> **TASK REQUIREMENTS**
No pictures in the copy, please: retype all the records exactly.

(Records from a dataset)
[Start of Attachment]

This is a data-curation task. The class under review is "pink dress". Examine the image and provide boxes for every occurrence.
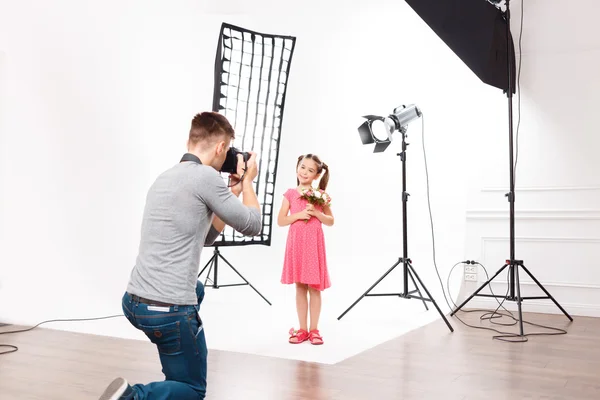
[281,188,331,291]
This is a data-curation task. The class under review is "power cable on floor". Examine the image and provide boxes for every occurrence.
[0,315,122,355]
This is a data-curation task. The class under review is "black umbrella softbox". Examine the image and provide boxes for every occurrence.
[405,0,515,93]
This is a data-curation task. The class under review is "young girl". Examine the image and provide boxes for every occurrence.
[277,154,334,345]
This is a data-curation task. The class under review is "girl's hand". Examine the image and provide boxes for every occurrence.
[307,209,320,217]
[296,210,311,221]
[306,203,315,212]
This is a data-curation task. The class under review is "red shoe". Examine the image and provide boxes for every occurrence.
[309,329,324,345]
[289,328,309,344]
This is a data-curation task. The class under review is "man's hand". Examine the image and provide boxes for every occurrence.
[237,151,260,211]
[239,152,259,183]
[229,173,243,196]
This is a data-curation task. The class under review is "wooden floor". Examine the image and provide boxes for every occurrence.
[1,311,599,399]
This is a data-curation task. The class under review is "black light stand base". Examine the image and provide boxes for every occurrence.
[337,257,454,333]
[450,259,573,336]
[198,247,272,306]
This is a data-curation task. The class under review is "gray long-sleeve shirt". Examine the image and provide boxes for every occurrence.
[126,160,261,305]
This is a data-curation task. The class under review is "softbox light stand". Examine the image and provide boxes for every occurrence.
[449,0,572,334]
[198,247,272,305]
[338,130,454,333]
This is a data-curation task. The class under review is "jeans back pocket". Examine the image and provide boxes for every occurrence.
[138,320,182,356]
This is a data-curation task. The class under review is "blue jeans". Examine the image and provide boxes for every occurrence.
[122,282,207,399]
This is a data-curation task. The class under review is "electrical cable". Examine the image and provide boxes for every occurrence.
[0,344,17,355]
[444,261,567,342]
[420,111,516,326]
[419,109,527,340]
[420,112,524,339]
[422,112,568,342]
[420,113,450,310]
[513,0,524,186]
[420,113,510,324]
[0,314,122,356]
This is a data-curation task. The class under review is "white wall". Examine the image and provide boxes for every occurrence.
[0,49,7,300]
[461,0,600,317]
[8,0,592,342]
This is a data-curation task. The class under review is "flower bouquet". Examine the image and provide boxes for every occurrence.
[299,188,331,223]
[299,187,332,207]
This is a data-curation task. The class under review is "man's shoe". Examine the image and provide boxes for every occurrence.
[98,377,134,400]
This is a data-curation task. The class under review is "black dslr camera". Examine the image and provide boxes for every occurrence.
[220,147,250,174]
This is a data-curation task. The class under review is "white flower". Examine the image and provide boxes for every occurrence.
[314,191,322,198]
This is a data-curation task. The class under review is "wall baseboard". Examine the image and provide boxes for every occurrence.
[457,297,600,318]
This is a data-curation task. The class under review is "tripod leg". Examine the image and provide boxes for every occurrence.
[204,264,215,287]
[519,264,573,321]
[218,254,272,306]
[337,259,403,320]
[514,265,525,336]
[407,263,453,332]
[450,263,508,316]
[199,254,217,287]
[198,253,216,278]
[407,266,429,311]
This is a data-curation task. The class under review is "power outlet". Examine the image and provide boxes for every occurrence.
[464,265,477,274]
[464,273,477,282]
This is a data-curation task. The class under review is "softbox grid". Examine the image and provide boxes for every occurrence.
[211,22,296,247]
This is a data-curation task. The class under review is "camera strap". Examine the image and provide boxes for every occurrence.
[180,153,202,164]
[179,151,242,188]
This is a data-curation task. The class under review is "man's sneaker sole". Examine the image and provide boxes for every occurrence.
[98,377,129,400]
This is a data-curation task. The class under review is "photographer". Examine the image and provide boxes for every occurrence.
[99,112,261,400]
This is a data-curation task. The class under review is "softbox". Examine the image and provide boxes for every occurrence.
[404,0,515,93]
[211,23,296,247]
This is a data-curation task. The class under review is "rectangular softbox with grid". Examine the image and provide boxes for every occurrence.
[210,22,297,247]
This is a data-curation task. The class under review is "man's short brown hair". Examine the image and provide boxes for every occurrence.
[189,112,235,145]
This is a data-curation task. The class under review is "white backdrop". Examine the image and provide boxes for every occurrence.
[0,0,528,361]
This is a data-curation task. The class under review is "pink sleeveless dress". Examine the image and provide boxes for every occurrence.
[280,188,331,291]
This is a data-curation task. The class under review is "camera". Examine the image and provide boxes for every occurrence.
[220,147,250,174]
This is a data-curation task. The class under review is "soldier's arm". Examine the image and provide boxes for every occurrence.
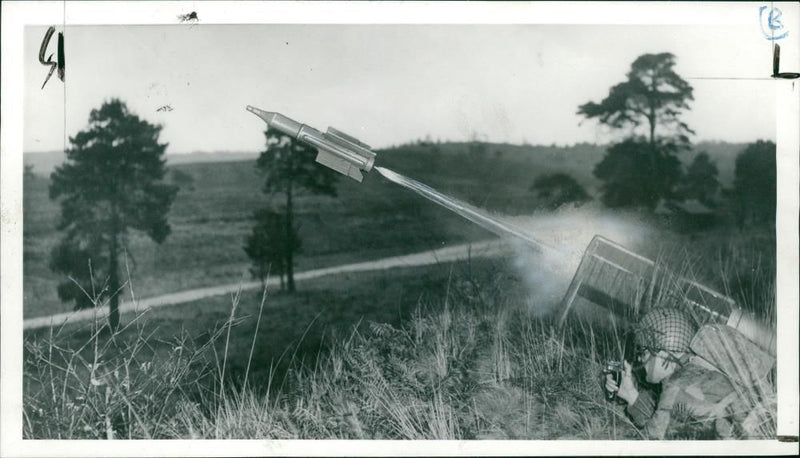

[End of Attachment]

> **RESPONSE TO THE TASK**
This is a data-curation task. The class under review is "pink dress". Examine the image and provide boxes for every occurrence.
[281,188,331,291]
This is a data-curation task. The class under review is "power cable on floor". Examine the image and provide boxes for every occurrence.
[0,315,122,355]
This is a data-curation task. The class under review is "black umbrella softbox". Examine the image and provide boxes for every occurrence.
[405,0,515,93]
This is a data-curation task. The class under review is "young girl". Examine the image and provide boxes for every occurrence.
[277,154,334,345]
This is a data-curation task. The class under review is "girl's hand". Examine the image and provide boxes for every occurrence.
[307,209,320,217]
[296,210,311,221]
[306,203,315,212]
This is a data-curation task. The class under review is "red shoe". Examine the image and provide boxes for every occurrence.
[309,329,324,345]
[289,328,309,344]
This is a data-curation task. The class under review is "man's hand". Examine the image and provide boxes for every occurrence.
[237,151,260,211]
[239,152,259,183]
[229,173,243,196]
This is a data-curation task. The class under review is "wooden floor". Examine the image and provide boxes for every occurrence.
[1,311,599,399]
This is a data-curation task. The class under review is "black light stand base". Examine the image and provide boxes for every occurrence.
[337,257,454,333]
[450,259,573,336]
[198,247,272,306]
This is a data-curation task. The class under review is "gray long-sleeve shirt". Examine the image and provide boxes for every occurrence.
[126,160,261,305]
This is a data-curation task. The class under review is "softbox light stand". Examine the image and provide boxes for every occurrence.
[449,0,572,334]
[198,247,272,305]
[338,130,454,333]
This is a data-curation task. The class under review is "jeans back pocket". Examine the image and provide boxes for every occurrence.
[138,320,182,356]
This is a data-curation task. The class under review is "blue jeans". Examine the image and provide boxes for every occurrence.
[122,282,207,399]
This is a data-curation task. The class under review is "electrical cable". Examine the image and provide boxes for every occurrence.
[0,344,17,355]
[444,261,567,342]
[420,111,516,326]
[419,109,527,340]
[420,112,524,339]
[422,112,568,342]
[420,113,450,310]
[513,0,524,186]
[420,113,510,324]
[0,314,122,356]
This is a data-curation task. The class under review is "white wall". Examine the image and provide boxes for every occurrence.
[0,49,7,300]
[461,0,600,317]
[8,0,592,342]
This is a data-curation task. The class under review is "flower bouquet". Examine the image and provide boxes for every occurrence.
[299,188,331,223]
[299,187,332,207]
This is a data-curation task. The class under review is "man's shoe". Examine the image and provide boxes for every occurrence.
[98,377,134,400]
This is a data-curation task. The class under review is "black dslr camera". Examine the image and provide boxes for every occurrence.
[220,147,250,174]
This is a data-curation task. The class under review is "white flower". Examine the image and provide boxes for every occurrence.
[314,191,322,198]
This is a data-curation task. The class under review is "wall baseboard". Examine the image and provide boxes for every occurrence.
[457,297,600,318]
This is a data-curation task. The class under review is "tripod leg". Examine the image and provide boxes for every occurrence.
[204,264,215,287]
[519,264,573,321]
[218,254,272,306]
[337,259,403,320]
[514,265,525,336]
[407,263,453,332]
[450,263,508,316]
[199,254,217,287]
[198,253,216,278]
[407,266,429,311]
This is a data-curation task. The class under review is "power outlet". Examine the image and provide boxes for every occurrence.
[464,265,477,274]
[464,273,477,282]
This is a data-curation task. The class under review is "softbox grid". Examine the image and provide boxes for every occurrence.
[211,22,296,247]
This is a data-curation task. The class under review is "camera strap". Examine the image and provide boxes for every occurrence.
[180,153,202,164]
[179,151,242,188]
This is a data-curation task. The class under review is "man's sneaker sole". Examine the image and provide boxes for every occurrence.
[98,377,129,400]
This is a data-curation task. The class under review is "photographer". Examine the image and provide boxes for every occurrence.
[99,112,261,400]
This is a data-curation task. The class under review is "softbox". Examine the image and provide boxes for every occurrence.
[404,0,515,93]
[211,23,296,247]
This is a data-curation task. The class under review is "rectangular softbox with grid". Examine the image and provide boxes for every occurrence.
[210,22,297,247]
This is a data-curation task. The class under review is "man's short brown hair". Examine the image and provide boxes for every occurrence.
[189,112,235,145]
This is a data-curation task. The class under review is "white backdrop". Examine the image and provide boxes for every occurrence.
[0,0,528,361]
This is a data-curation task. The class under review is "pink sleeveless dress". Examine the image and provide boxes for every occurrence.
[280,188,331,291]
This is a data-curation task. The class under review is "camera". Examine the image and provide boxes for every occurrence.
[220,147,250,174]
This is a data-curation task. The class under review is "soldier's arm". Examine the image and provide boxes for every occurrence.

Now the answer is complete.